** Exercise material follows **
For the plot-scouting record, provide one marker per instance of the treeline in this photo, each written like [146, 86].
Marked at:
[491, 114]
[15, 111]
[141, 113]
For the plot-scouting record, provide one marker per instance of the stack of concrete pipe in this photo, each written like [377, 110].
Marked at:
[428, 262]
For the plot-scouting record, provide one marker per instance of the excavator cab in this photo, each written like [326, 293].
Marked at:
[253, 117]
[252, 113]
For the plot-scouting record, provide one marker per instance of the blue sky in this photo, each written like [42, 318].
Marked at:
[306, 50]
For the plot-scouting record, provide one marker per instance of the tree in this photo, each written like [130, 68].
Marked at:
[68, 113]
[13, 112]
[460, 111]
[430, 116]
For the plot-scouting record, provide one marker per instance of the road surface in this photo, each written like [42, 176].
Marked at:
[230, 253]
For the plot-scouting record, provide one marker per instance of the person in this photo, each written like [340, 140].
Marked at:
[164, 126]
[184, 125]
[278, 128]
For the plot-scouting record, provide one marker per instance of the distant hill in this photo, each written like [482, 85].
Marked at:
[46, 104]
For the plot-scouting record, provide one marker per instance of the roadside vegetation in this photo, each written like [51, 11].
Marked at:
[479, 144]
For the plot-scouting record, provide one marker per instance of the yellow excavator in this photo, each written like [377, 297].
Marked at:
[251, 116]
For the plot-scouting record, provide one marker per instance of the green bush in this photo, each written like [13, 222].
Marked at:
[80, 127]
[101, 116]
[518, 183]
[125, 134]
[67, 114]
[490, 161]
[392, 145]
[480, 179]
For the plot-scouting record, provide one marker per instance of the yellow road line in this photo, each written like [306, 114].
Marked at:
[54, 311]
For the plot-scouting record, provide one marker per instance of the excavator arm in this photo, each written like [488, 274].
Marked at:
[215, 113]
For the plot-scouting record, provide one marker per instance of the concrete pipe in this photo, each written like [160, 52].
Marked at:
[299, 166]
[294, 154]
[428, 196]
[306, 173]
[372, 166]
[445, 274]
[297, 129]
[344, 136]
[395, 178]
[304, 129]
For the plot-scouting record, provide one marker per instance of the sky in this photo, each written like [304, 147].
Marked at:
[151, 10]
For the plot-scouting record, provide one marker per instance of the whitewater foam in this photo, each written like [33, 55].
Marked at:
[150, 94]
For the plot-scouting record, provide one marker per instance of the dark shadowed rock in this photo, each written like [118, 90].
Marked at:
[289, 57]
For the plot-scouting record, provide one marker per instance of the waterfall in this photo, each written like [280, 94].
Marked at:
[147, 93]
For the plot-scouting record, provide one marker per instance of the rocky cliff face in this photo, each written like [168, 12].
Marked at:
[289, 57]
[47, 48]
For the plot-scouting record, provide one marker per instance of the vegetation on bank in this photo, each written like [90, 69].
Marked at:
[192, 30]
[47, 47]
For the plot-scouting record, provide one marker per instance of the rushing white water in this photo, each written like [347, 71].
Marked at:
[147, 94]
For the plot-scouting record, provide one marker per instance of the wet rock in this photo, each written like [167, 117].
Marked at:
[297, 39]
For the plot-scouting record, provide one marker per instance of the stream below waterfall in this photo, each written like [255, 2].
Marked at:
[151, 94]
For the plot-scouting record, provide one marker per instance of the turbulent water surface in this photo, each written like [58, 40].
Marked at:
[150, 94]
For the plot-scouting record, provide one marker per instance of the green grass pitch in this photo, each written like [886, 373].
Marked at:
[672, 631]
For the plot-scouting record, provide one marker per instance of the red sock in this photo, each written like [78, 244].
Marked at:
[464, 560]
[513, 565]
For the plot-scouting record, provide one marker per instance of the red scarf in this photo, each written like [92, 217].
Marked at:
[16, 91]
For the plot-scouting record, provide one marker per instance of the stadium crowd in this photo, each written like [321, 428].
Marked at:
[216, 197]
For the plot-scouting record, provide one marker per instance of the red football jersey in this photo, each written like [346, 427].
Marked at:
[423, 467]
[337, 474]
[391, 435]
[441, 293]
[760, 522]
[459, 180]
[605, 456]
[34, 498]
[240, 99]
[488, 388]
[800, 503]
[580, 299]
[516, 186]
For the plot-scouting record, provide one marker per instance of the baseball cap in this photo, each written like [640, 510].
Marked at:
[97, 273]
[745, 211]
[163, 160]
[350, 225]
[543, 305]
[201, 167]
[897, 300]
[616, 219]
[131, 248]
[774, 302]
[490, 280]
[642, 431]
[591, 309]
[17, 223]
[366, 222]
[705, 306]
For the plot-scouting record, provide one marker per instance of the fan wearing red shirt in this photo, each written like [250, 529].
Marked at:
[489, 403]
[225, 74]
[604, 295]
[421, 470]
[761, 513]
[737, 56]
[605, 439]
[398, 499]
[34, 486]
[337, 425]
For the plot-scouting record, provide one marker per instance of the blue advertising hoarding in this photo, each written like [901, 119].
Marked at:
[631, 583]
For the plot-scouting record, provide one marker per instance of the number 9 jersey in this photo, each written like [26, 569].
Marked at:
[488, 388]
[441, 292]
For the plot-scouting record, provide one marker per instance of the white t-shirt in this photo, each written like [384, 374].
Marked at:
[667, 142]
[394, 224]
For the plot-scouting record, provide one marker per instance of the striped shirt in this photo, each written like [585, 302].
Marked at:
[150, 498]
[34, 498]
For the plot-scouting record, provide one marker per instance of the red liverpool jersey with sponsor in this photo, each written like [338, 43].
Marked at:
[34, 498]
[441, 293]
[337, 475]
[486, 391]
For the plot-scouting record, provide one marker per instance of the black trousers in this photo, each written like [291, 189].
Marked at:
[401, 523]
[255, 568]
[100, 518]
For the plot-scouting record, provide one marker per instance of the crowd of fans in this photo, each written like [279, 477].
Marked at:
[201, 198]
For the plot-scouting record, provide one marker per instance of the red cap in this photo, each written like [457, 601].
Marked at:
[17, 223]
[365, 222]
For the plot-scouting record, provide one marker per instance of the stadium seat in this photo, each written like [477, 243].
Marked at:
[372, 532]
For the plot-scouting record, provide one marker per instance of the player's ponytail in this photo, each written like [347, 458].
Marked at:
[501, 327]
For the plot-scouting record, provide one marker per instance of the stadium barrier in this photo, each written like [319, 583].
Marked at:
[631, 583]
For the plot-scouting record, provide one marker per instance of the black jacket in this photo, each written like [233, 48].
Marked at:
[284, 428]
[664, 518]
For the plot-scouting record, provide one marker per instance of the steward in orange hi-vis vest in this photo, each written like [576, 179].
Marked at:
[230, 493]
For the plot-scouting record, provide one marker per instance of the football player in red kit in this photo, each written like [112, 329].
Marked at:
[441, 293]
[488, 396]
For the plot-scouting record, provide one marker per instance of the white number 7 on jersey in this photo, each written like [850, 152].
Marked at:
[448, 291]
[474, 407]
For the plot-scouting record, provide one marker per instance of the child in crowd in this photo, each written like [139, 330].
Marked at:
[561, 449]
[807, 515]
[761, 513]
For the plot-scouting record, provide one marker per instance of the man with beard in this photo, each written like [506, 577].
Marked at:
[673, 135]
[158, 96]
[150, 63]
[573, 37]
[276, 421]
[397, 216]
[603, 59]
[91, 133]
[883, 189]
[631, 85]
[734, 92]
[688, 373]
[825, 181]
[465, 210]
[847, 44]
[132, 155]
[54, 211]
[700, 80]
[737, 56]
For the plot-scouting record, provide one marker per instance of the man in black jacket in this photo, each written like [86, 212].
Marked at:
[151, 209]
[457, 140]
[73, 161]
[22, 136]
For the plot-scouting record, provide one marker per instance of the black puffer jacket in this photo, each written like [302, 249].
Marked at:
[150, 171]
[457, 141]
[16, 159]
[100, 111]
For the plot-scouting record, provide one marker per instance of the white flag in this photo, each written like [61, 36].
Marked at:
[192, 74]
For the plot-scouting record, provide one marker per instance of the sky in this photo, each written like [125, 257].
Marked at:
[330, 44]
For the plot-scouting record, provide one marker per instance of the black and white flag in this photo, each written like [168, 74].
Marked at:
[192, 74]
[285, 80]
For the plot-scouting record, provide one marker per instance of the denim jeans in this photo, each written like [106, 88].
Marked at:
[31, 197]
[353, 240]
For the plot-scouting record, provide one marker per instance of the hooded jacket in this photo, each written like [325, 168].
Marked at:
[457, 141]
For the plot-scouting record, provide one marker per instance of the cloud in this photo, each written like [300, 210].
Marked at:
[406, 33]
** End of Exercise material **
■ **The task**: Given the records above, reproduce precisely and only the lines between the line holding "like [78, 244]." and the line holding "like [640, 510].", inclusive.

■ **Your response**:
For the plot-scouting record, provide one marker per instance of the red sock in this photo, each written like [78, 244].
Marked at:
[464, 560]
[513, 565]
For the plot-scouting record, provide one marker per instance of the red scarf in this photo, each written like [92, 217].
Marked at:
[16, 91]
For the plot-scouting record, provide one marker per instance of the stadium crowd in this photo, each written like [321, 428].
Marked at:
[216, 197]
For the plot-scouting record, provide one marker per instance of the red football jersey in this photo, each written like [346, 427].
Marked at:
[423, 467]
[337, 474]
[391, 435]
[441, 293]
[760, 522]
[459, 180]
[605, 456]
[34, 498]
[240, 99]
[488, 388]
[800, 503]
[580, 299]
[516, 186]
For the plot-scouting record, provide one marker per instance of the baseball cap in this photo, each written like [640, 510].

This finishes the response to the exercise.